Source data:

════

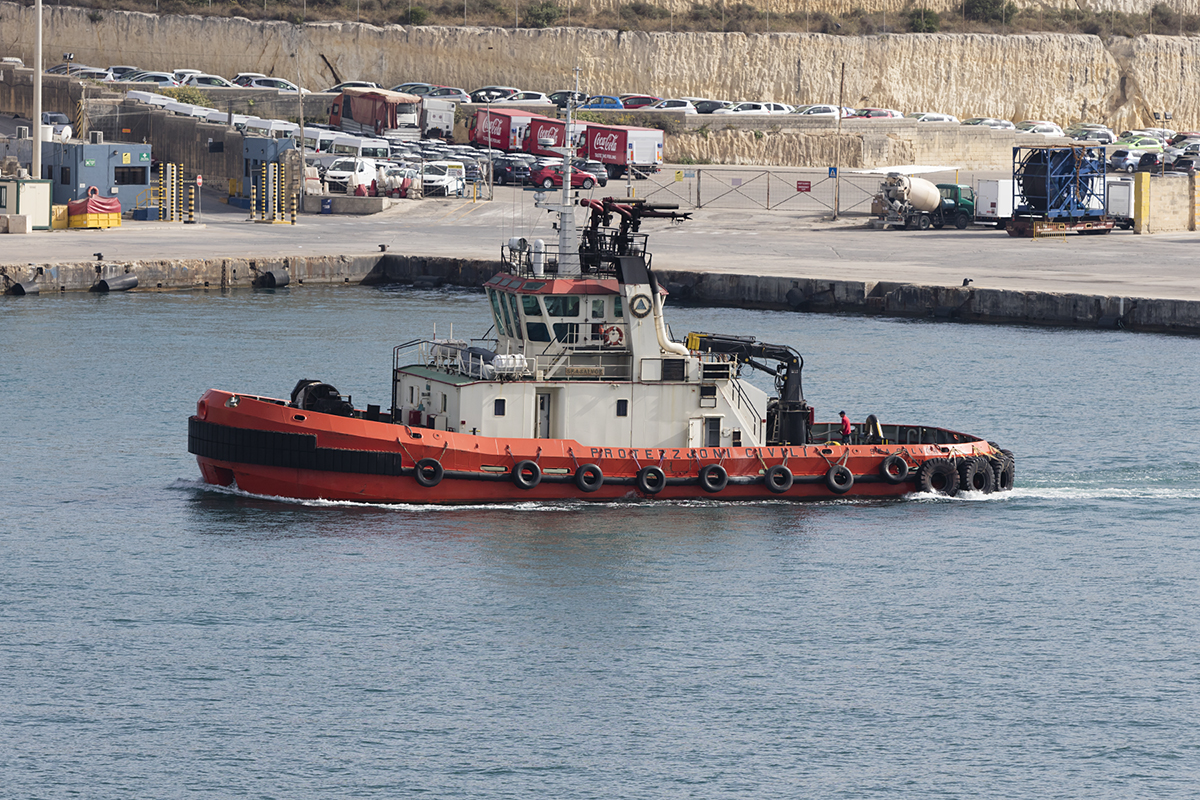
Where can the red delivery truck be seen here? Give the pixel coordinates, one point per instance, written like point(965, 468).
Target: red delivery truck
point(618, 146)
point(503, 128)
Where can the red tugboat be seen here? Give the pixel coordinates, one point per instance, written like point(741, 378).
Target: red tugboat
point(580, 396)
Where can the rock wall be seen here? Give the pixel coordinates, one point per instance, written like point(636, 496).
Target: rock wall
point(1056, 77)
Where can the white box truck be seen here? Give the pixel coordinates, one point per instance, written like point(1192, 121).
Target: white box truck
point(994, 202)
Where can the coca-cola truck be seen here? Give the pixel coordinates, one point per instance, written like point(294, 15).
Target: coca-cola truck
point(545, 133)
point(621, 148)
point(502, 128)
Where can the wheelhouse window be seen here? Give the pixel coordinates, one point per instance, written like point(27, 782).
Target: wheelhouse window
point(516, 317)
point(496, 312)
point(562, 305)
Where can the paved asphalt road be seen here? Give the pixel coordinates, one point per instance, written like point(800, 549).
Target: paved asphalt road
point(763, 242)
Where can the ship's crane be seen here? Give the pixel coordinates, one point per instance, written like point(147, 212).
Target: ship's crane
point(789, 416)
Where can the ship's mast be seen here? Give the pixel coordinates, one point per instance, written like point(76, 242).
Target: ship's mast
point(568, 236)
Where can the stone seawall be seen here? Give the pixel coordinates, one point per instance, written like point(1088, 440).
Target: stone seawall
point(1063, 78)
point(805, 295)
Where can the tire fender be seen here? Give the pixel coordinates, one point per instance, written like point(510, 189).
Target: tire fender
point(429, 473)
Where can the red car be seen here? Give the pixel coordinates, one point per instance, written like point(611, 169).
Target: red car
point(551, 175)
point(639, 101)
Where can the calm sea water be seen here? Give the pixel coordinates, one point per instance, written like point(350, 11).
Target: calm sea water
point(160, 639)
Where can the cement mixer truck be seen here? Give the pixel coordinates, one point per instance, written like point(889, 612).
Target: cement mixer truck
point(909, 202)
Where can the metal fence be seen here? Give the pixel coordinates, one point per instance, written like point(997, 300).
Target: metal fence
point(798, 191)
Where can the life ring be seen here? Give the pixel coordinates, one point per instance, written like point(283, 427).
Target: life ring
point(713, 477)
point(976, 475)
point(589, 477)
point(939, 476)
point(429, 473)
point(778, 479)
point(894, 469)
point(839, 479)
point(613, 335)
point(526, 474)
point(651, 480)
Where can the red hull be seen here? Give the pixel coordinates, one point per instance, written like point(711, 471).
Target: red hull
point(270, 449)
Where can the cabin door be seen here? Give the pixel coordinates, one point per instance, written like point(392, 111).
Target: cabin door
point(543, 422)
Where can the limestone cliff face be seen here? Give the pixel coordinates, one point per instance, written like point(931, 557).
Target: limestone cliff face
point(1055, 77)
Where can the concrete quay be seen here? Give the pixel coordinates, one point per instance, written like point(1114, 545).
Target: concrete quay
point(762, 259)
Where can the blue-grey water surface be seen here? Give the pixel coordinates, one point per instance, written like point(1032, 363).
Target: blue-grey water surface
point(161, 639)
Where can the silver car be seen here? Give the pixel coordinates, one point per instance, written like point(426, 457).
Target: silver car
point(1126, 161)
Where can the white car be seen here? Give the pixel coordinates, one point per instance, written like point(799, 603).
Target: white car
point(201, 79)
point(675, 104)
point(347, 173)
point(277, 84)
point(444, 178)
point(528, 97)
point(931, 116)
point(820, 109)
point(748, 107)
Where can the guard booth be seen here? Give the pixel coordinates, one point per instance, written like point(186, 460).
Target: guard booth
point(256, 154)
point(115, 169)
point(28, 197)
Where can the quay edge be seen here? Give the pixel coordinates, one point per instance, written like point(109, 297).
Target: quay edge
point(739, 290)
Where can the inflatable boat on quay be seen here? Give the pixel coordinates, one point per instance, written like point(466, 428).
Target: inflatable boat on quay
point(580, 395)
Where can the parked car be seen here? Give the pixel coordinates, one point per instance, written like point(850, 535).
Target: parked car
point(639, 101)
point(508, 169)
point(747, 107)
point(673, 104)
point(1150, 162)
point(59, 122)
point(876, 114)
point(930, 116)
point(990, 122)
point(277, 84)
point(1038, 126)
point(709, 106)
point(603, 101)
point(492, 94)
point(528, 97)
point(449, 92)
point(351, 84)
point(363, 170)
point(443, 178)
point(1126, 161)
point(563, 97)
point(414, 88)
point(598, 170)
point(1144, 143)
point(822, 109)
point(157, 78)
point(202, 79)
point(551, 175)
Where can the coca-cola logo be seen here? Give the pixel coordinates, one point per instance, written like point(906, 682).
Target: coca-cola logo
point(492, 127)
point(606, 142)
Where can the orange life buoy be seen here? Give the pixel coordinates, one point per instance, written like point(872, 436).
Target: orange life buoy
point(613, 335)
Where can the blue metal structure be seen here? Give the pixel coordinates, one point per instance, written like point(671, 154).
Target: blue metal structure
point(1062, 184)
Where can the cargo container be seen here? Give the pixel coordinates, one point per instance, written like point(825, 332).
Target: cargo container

════

--- WHAT THE EXERCISE ASKS ---
From the entries above, output every line exactly and omit any image.

--- EXERCISE OUTPUT ---
Where can the red delivery truck be seen here? Give the pixel coordinates, one point per instance, written like point(965, 468).
Target: red delivery truck
point(618, 146)
point(503, 128)
Where can the red tugboat be seen here? Give the pixel coordinates, one point per instance, written like point(741, 378).
Target: red tugboat
point(580, 396)
Where can the rock wall be seen here? Give the pixel coordinates, one point per instance, written like point(636, 496).
Target: rock wall
point(1056, 77)
Where can the white box truck be seen here? Give the pixel coordinates, one point per instance, written like point(1192, 121).
Target: white box truck
point(994, 202)
Where can the coca-cola truck be seen here? Give the pixel coordinates, one point per instance, written like point(294, 15).
Target: coca-cola truck
point(545, 133)
point(621, 148)
point(502, 128)
Where can the wheelhouse window be seen here? Give the pixel coordinates, one point per instance, written like point(27, 782).
Target: wheelhouse window
point(516, 317)
point(496, 312)
point(562, 305)
Where can the paved asphalt road be seen here? Give the pixel coordinates, one point per instance, written like point(800, 549).
Target: paved asphalt road
point(763, 242)
Where can the ship's crane be seen here? Give the pixel coordinates, one point per instance, written like point(147, 212).
Target: ship's crane
point(789, 416)
Where can the ship's mast be seen here? Give the pixel coordinates, one point per instance, written like point(76, 242).
Target: ship's mast
point(568, 236)
Where can the stone seawall be seen here? Give the pixel coordinates, one point per instance, written like point(1088, 440).
Target: stone seawall
point(1063, 78)
point(805, 295)
Where can the tire fender be seen here? Give the pixel coordinates, one point per instance, written like point(510, 189).
Target: tire fender
point(429, 473)
Where can the red car be seen here? Give the pixel coordinates, one point per instance, written like point(611, 169).
Target: red car
point(551, 175)
point(639, 101)
Where can the calm sea water be seen here? Give the pixel coordinates, one point per instance, written like point(350, 11).
Target: calm sea water
point(160, 639)
Where can the cement mixer truck be seen here? Give the pixel coordinates, one point per instance, written like point(889, 612).
Target: cement mixer truck
point(909, 202)
Where can the metal fence be seen here? Give the pixel coordinates, one point per instance, written like point(997, 300).
Target: metal fence
point(798, 191)
Where can the life ring be seen here? Give the pixel coordinates, one point per instance, written like point(283, 427).
Target: life ring
point(713, 477)
point(976, 475)
point(589, 477)
point(939, 476)
point(429, 473)
point(778, 479)
point(894, 469)
point(839, 479)
point(613, 335)
point(526, 474)
point(651, 480)
Where can the red hull be seen here? Give the pixel coordinates, one point per instance, written like point(711, 471).
Target: red hull
point(270, 449)
Where can the cabin door be seen here? Give the pixel coordinates, one point per instance, written like point(392, 111).
Target: cabin door
point(543, 422)
Where can the limestone cliff face be seen here? Give the pixel coordinates, one point per instance, written like point(931, 557).
Target: limestone cliff face
point(1055, 77)
Where can the concrete quay be seen here? Give the pixel coordinates, one point per instance, written like point(1114, 545).
Target: concrete quay
point(762, 259)
Where can the blue-grey water surface be seen here? Give the pixel coordinates, one point per instance, written like point(1032, 363).
Target: blue-grey water surface
point(161, 639)
Where can the silver car be seen here? Give the pixel coordinates, one point per instance, written like point(426, 457).
Target: silver car
point(1126, 161)
Where can the white car be seen here? Give the pixel coordinates, one point per instance, written like point(799, 603).
Target: white car
point(201, 79)
point(675, 104)
point(347, 173)
point(277, 84)
point(444, 178)
point(528, 97)
point(931, 116)
point(820, 109)
point(748, 107)
Where can the guard booth be seen here? Give the pixel coordinates, one point per instance, written like point(186, 460).
Target: guard booth
point(256, 154)
point(115, 169)
point(28, 197)
Where can the quay edge be seen here? Give the pixel coordinates, one point per instance, written like point(109, 297).
Target: quay edge
point(739, 290)
Where can the inflatable boat on quay be seen here? Give the pixel coordinates, one point per instance, written like point(466, 428).
Target: inflatable boat on quay
point(580, 395)
Where can the parked car be seen here? Give the pixel coordinates, one point per instance, written like point(850, 535).
Target: parked car
point(639, 101)
point(508, 169)
point(747, 107)
point(673, 104)
point(1150, 162)
point(59, 122)
point(876, 114)
point(930, 116)
point(990, 122)
point(277, 84)
point(1038, 126)
point(709, 106)
point(603, 101)
point(492, 94)
point(528, 97)
point(449, 92)
point(351, 84)
point(363, 170)
point(443, 178)
point(1126, 161)
point(563, 97)
point(414, 88)
point(598, 170)
point(1144, 143)
point(822, 109)
point(157, 78)
point(202, 79)
point(551, 175)
Where can the coca-cola logo be seen here? Give the pixel coordinates, one point per instance, written like point(906, 682).
Target: coca-cola logo
point(492, 127)
point(606, 142)
Where can the orange life buoy be seen here? Give the pixel coordinates, one point per instance, written like point(872, 436).
Target: orange life buoy
point(613, 335)
Where can the blue metal structure be seen here? Give the pixel coordinates, one point per instance, written like point(671, 154).
Target: blue metal structure
point(1062, 184)
Where can the cargo container be seen here? Give the pixel coordinates, one point per instance, written like point(825, 332).
Target: cargo container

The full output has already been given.